= PROBLEM TO SOLVE =
Write the next part of the explanation of how electric heaters fail, picking up right after its final sentence.

= SELECTED PASSAGE =
Two things can basically go wrong (electric heaters are extremely simple).

The overload can be damaged and incompletes the circuit.

Second and most commonly, the heater coil burns out (like a lightbulb). Sometimes these wires will come in contact with other parts of the equipment frame. This produces a direct short to ground (as the equipment is a grounded appliance).

The heater that is designed to use two legs of electricity to produce heat now operates on one half voltage capacity.

The heater element is still capable of drawing a specified amount of amperage.

Ohm’s law says if you reduce voltage you end up increasing amperage.
So if you have a 20 amp electric heater that operates under 240 VAC and you eliminate one leg of power, the element can draw 40 A at 120 VAC. (This depends how long the element is after it breaks/burns out).

I tried to find the most simplistic electrical schematic for an electric heater… This one has two heating elements.

Note #1: different equipment is designed differently.

You indicated that there are two circuit breakers in the subpanel.

= RECORDS =

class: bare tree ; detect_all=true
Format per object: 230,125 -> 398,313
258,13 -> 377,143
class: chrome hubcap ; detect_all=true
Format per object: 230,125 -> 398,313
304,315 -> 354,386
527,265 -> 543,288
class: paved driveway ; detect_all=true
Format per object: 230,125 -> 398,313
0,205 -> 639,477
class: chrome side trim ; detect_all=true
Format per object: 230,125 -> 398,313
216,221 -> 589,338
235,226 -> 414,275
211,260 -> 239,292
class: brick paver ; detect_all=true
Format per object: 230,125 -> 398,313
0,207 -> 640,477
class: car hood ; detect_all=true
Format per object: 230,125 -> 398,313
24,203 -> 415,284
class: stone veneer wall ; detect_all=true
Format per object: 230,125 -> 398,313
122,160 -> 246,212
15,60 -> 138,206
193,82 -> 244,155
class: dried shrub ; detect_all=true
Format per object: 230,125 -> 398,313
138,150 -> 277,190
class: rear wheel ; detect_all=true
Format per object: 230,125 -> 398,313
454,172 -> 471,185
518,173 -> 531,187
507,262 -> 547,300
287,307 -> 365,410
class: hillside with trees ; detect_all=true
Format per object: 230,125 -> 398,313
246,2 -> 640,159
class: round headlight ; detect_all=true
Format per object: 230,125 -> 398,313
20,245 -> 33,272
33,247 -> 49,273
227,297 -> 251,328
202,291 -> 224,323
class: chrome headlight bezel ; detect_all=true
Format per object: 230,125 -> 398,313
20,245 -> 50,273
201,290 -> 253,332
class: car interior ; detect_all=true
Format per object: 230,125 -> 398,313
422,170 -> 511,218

= TASK RESPONSE =
I will assume (at 99.99% accuracy) that one circuit breaker controls the air-conditioning system and the low-voltage controls. The Second Circuit is dedicated to the electric heaters entirely. Designs may vary.

You will note in this schematic that electrical power comes in on L1 from the circuit breaker, passes through an overload device, passes through the heating element, then passes through a sequencer (that is controlled by the thermostat as Charly pointed out) that completes the circuit back to L2.

If you break the heating element (indicated in blue) and a section of this heating element touches the chassis ground, your heater becomes a 120 V heater.:
It will continue to operate at twice the amperage draw (or less, depending on its length ).